INFORMATION SHOWN:
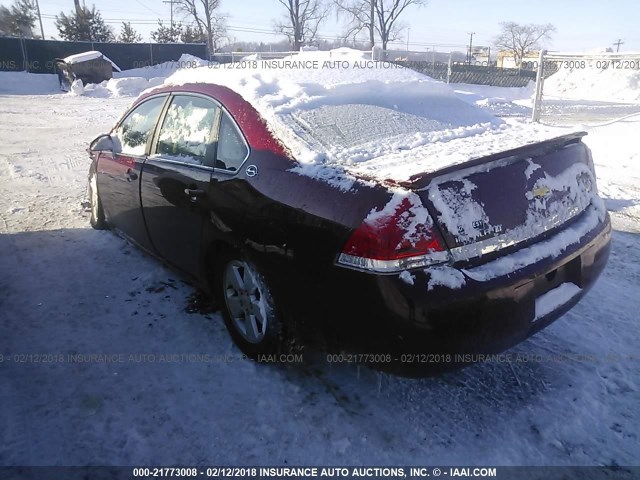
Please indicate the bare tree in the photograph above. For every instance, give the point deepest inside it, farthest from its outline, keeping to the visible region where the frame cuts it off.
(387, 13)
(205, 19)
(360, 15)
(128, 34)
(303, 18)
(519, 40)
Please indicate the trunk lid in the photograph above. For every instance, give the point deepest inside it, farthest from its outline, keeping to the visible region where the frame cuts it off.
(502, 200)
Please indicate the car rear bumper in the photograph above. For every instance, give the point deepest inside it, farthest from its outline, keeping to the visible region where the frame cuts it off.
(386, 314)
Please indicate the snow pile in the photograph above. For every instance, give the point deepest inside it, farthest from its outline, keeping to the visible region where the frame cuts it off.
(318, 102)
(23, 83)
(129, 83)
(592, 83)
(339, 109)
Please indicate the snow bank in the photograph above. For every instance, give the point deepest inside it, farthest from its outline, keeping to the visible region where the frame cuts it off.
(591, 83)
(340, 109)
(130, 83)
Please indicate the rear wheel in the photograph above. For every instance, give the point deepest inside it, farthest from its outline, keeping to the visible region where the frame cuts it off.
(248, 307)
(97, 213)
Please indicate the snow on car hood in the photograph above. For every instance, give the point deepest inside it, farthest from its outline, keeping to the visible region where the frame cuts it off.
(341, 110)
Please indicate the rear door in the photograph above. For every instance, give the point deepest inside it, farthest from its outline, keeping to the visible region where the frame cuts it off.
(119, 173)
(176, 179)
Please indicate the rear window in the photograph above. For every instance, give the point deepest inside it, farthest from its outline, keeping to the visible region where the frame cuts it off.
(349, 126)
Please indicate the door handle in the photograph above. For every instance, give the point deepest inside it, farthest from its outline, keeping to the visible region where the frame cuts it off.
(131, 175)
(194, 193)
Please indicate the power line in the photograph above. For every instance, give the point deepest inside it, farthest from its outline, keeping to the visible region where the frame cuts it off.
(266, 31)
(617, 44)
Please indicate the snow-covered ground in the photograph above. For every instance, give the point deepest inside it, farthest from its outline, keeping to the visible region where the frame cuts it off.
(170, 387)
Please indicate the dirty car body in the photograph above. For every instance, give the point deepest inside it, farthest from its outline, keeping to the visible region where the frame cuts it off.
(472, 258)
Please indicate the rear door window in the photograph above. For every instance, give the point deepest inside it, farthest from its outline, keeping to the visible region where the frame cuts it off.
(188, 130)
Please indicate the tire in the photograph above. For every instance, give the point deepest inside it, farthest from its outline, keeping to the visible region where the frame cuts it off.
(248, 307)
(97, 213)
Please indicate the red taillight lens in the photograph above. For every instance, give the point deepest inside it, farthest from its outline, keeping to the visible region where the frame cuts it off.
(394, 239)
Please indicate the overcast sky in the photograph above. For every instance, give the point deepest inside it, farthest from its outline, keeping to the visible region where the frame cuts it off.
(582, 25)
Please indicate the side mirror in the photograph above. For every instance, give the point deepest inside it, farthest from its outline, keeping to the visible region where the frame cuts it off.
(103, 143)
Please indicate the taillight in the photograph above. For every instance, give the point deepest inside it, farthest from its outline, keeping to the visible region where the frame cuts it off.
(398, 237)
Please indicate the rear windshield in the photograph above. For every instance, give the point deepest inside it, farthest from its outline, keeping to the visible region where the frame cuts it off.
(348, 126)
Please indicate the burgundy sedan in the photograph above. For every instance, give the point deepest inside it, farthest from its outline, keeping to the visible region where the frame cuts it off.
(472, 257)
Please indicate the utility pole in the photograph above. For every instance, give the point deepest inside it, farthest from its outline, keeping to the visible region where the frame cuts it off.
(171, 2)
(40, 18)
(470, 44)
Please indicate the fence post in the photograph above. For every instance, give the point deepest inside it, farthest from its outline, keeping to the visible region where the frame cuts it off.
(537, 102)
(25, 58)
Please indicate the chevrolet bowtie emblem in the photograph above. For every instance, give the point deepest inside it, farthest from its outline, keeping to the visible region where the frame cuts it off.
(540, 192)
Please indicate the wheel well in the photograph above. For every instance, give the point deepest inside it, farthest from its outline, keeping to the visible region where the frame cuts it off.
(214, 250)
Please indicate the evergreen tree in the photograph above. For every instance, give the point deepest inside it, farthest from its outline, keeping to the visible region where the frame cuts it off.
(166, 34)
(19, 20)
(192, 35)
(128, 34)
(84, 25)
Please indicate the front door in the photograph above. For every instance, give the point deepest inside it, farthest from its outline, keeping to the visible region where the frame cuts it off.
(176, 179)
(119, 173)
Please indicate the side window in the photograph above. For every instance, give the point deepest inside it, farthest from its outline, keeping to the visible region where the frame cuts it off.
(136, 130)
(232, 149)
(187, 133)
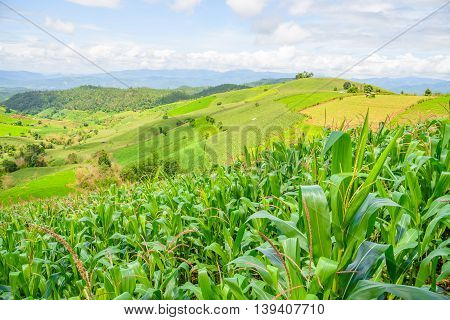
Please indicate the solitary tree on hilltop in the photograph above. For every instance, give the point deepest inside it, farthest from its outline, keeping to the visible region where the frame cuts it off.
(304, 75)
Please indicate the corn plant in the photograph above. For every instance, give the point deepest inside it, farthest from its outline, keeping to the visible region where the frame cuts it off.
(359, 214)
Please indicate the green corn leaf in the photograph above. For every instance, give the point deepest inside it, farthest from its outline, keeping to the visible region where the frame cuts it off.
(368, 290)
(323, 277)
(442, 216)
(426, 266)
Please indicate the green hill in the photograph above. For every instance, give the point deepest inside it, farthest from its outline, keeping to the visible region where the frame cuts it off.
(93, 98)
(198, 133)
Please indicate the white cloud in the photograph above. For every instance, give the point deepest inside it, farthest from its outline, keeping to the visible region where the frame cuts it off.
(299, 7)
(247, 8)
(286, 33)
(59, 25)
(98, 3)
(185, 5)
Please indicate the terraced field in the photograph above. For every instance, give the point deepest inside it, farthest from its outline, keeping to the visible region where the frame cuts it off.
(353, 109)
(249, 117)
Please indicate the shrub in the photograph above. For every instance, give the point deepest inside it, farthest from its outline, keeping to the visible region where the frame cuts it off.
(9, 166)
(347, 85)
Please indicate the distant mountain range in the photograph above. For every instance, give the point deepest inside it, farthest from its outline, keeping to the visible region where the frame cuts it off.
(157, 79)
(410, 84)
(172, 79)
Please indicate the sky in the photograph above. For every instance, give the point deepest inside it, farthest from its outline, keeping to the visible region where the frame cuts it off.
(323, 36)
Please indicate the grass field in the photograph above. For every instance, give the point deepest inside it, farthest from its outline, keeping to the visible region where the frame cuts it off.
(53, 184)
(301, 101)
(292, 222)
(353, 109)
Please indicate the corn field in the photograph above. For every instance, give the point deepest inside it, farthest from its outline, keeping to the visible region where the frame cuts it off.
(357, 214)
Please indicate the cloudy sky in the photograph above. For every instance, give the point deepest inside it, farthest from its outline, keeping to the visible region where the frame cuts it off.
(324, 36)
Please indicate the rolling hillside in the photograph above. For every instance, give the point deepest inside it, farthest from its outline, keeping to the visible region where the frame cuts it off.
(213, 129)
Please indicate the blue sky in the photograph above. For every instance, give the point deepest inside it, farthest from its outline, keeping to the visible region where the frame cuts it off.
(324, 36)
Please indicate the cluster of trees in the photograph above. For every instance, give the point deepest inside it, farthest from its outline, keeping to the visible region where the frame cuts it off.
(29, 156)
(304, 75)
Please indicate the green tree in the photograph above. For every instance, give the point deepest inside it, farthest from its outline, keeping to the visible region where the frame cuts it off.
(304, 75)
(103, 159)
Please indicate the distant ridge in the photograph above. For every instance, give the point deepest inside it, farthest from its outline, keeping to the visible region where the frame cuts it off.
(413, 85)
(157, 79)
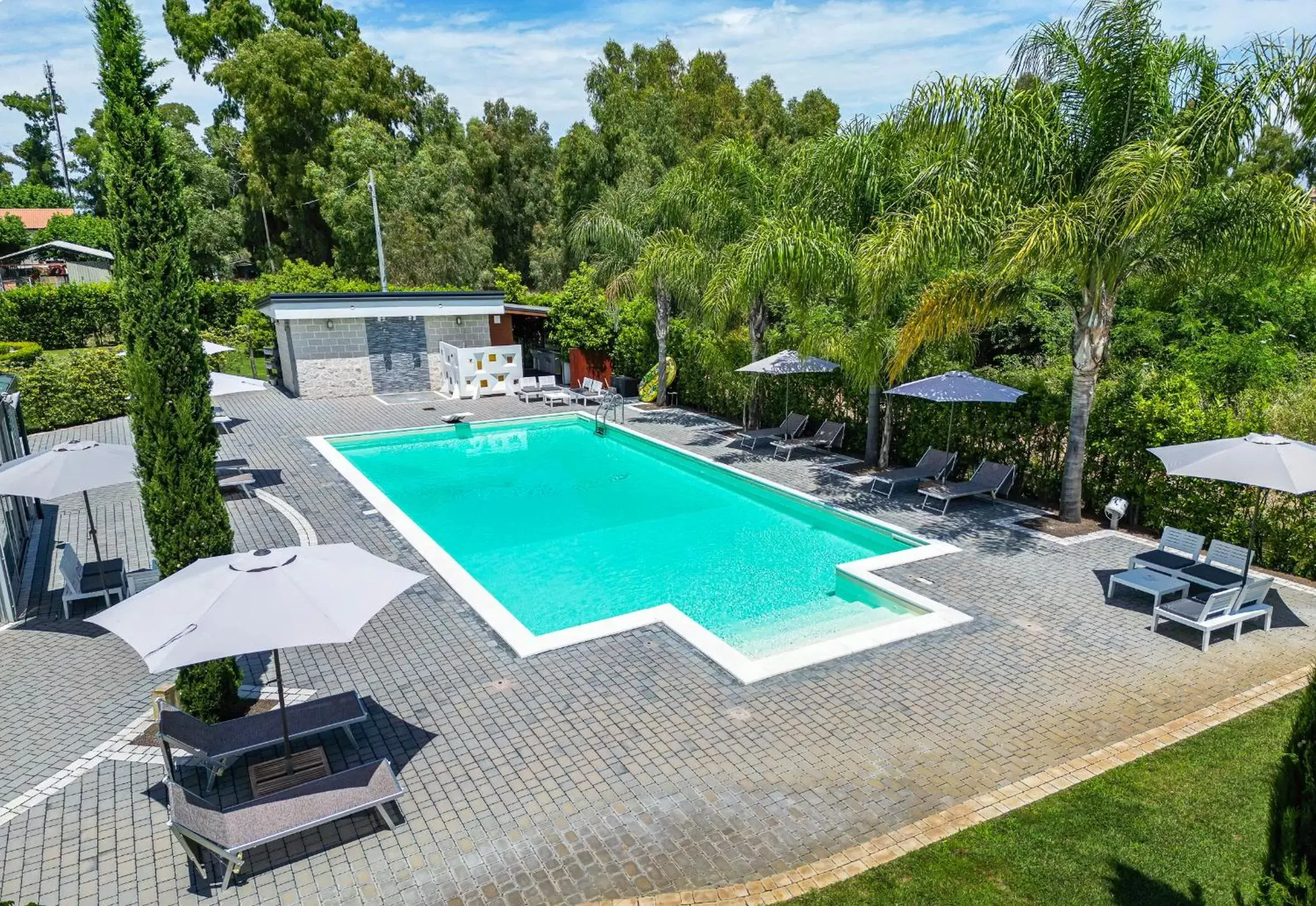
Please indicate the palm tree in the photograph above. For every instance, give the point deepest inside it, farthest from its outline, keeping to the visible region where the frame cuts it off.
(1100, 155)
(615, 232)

WORK TO DO:
From the listing above, print every entry precisely and drop the pictures.

OUTPUT BELOW:
Please indicate the bare tree in the photograph above. For every instance, give the point deepest inside it, farthest from its outline, keeping to the visible region where the frame cuts it off.
(387, 13)
(205, 19)
(360, 15)
(128, 34)
(303, 18)
(519, 40)
Please indicate the trunk lid in the photograph above. For every instance, give the point deepest inside it, farthest from its outline, keeping to the visible region where the frame cuts it off.
(502, 200)
Please indicate the car rear bumper in the photograph above. For every instance, give the point deepest inside it, farthest from its outline, keeping to the visible region where the frame cuts it off.
(386, 314)
Please indicate the snow pile in the photograph above. For every instance, give the point deepest inside it, farthest from its outline, keeping to the visible region where the frame cuts it off.
(318, 102)
(23, 83)
(129, 83)
(592, 83)
(339, 109)
Please indicate the snow bank in the photograph above. For every instance, give the point deepest inside it, farthest from its outline, keeping to the visible region where the frame cuts it off.
(591, 83)
(340, 109)
(130, 83)
Please indicate the rear wheel in the photograph above. For every instance, give the point deepest inside it, farthest from its outline, keeping to the visible region where the frame cuts it off.
(248, 307)
(97, 213)
Please indicate the snow on car hood in the photograph above. For every instance, give the point deepest inside it, farthest from its outline, keeping to the visible region where the frame cuts it off.
(341, 110)
Please indicate the rear door in the photograph above. For every instance, give the point deepest inside it, farthest from its outline, keeping to the visible region where the frame cuts it off.
(119, 173)
(176, 179)
Please indicate the rear window in the photograph above. For every instance, give the point deepest inside it, farthest from its outline, keeping to the visible region where the frame cuts it off.
(349, 126)
Please indicate the door handle in the photograph above. For every instance, give the point deepest inside it, farthest from its outline, keeping to the visible region where the frame cuts it off.
(131, 175)
(194, 193)
Please indicate the power line in the photograph above. For every instance, give the point deepest inside it, farthest from its outline, keeping to the visible region where the frame cuts it off.
(266, 31)
(617, 44)
Please indicate the snow-covered ground in the photograph above. For every instance, give the point deepest inside it, farthest from its outline, keeping to the visible region where the frame cuts it off.
(170, 387)
Please indicate the dirty car body in the photograph above. For every instance, give the point deepest inside it, farthest from its outline, keeping to the visible region where the frame cuts it off.
(472, 258)
Please indicate the rear door window in the photograph above. For every instance, give the point deepest inside it, farthest from its outline, keeping to the visible region where the frame cuts it off.
(188, 130)
Please indicate the tire in the photograph above. For every instance, give the point deepest inside it, farthest from its outline, keeping to the visible region where the frame cuts it off.
(248, 307)
(97, 213)
Please indicate the red taillight lens in the photograph above. For every instance, give the point deepest inside it, farthest from its outline, keeping to the visible region where the frame cuts it off.
(394, 239)
Please indicate the overcast sky in the photograph above. For every instance, give the point deepest inside it, farthest from its outline, keeping to the visible region where the frame cuts it off.
(582, 25)
Please indicate the side mirror in the photograph above. For every instance, give the point deepest inside it, farthest from its outline, keeping to the visible region where the frame cuts it off.
(103, 143)
Please indicate the taillight in the photograph above. For every instance, give the point deepest inside it, farthest from its outline, keeping to the visible region where the frame cuts it off.
(398, 237)
Please indicate the rear windshield in the photograph above. For every instance, give the point deepest inside it, farthest from its outline, keeping to the visible region where the frame cuts it off.
(348, 126)
Please indicate the burgundy sedan in the photograph above. For every instance, give the point deepest inside it, farthest from its outline, keeping to the visible region where the frame cuts it off.
(472, 257)
Please indicate the utility pole in the photograph above. For every instance, give the point deepest inside it, farthest from its outline, keeping to the visible region where the frame cuts it off.
(171, 2)
(40, 18)
(470, 44)
Please indicate the fence post in the photograph above. For every instance, give the point deepest inside it, farthest from its outline, keeping to the visible region where the frame cuts it off.
(537, 102)
(25, 58)
Please indicate the chevrolet bowtie emblem in the photograph above. For every instance, give the point deepest inside it, farthest from its outline, keeping to the visible region where the frame cuts it off.
(540, 192)
Please indicate the wheel well in the photograph above. For every instance, give the point deepest inside it, farthest from its outline, keeping to the visible region where the frame cuts it off.
(214, 250)
Please indicate the evergreen tree in the photograph above. For every instance, give the point deepest inside it, farthest from its outline, keeping to the visible region where the frame cuts it off.
(166, 34)
(19, 20)
(192, 35)
(128, 34)
(84, 25)
Please indicate the front door in the photograph above. For every instance, give the point deepest inside it, farthest from its outline, keeping to the visible region where the frame cuts it off.
(176, 179)
(119, 173)
Please indicate the side window in the photograph above. For every instance, give the point deepest inside it, farthest from its outline, keeping to the visible region where the frame cuts it off.
(136, 130)
(232, 149)
(187, 133)
Please indicate the solitary tree on hilltop in the photograph above. For every instance, give the point deepest inside it, farthest from its outline, keeping to the visible region where the frame cuts it off.
(304, 75)
Please indicate the corn plant in the photograph above. For every instance, give the point deepest inside it, farthest from its outline, keeping to the visible region where the frame cuts it off.
(359, 214)
Please indicate the green corn leaf in the photograph above. For every instance, give the point deepest inside it, farthest from its outline, keeping to the visible region where the frame cuts it off.
(368, 290)
(323, 277)
(442, 216)
(426, 266)
Please indicate the green hill in the photograph above. For every instance, give the point deepest inside it, farthest from its outline, keeping to the visible region where the frame cuts it off.
(93, 98)
(198, 133)
Please indicate the white cloud in the photograph above. For every instance, give the point deepest inside it, farthest from its outline, keeping to the visible region where the frame cuts it off.
(299, 7)
(247, 8)
(286, 33)
(59, 25)
(98, 3)
(185, 5)
Please indicate the terraced field in the photograph above. For every instance, give the point deepest inside it, farthest from its outline, keeping to the visible region where the frame cuts it off.
(353, 109)
(249, 117)
Please indicate the shrub in the photograph above. For every instance, give the point deepest inside it, farthest from its outline, keeping to the visible region where the frame cuts it off.
(9, 166)
(347, 85)
Please indicate the distant mountain range in the photograph above. For every instance, give the point deepest inside it, farthest from its outline, keeping to the visible region where the frame cuts it off.
(157, 79)
(410, 84)
(172, 79)
Please indicate the sky in the photograph above. For every instance, give the point deepest inside it, farthest from its outline, keeping to the visible region where the frame cuts it off.
(323, 36)
Please indicate the grass field in the photograph above. For every instance, give the point deepest inside it, farthest from its outline, keeping to the visible region where the frame cuts it off.
(53, 184)
(301, 101)
(292, 222)
(353, 109)
Please indicate the corn field in the photograph above. For every instance, give the point deepest inside it, farthest from its outline, keeping to the visible region where the frame cuts it off.
(357, 214)
Please indicate the cloudy sky in the photograph above. For every instance, give the point deepest inside it, farthest from its outline, keeping to the visible region where the frame cuts it off.
(324, 36)
Please indicate the rolling hillside in the photograph above. For every instance, give the point deepest inside it, farthest from its outline, keeping to the visible region where the frame cuts it off.
(213, 129)
Please indicate the blue sky in the photograph above. For every instance, give the point deepest inside it, farthest from its outline, keeping to the visible region where the frame cuts it off.
(324, 36)
Please indicate the cluster of trees in the photograph above. For every instance, give the point deepest inside it, farthest from its outline, keeping to the visible region where the frame cuts it off.
(29, 156)
(304, 75)
Please indicate the green tree in the photograph above. For every instance, give the point deepest inside it, farthest from its outline, keeping to the visible region where the frame cuts it off.
(304, 75)
(103, 159)
Please indicate the distant ridge in the photograph above. For every instance, give the point deepest inside it, farthest from its outline, keeping to the visible region where the frame cuts it off.
(413, 85)
(157, 79)
Please indicate the palm tree in the photograph above. For every instance, give the point deepest inside it, farthest from its outline, keeping to the visible region where the frame cuts it off.
(1100, 155)
(615, 232)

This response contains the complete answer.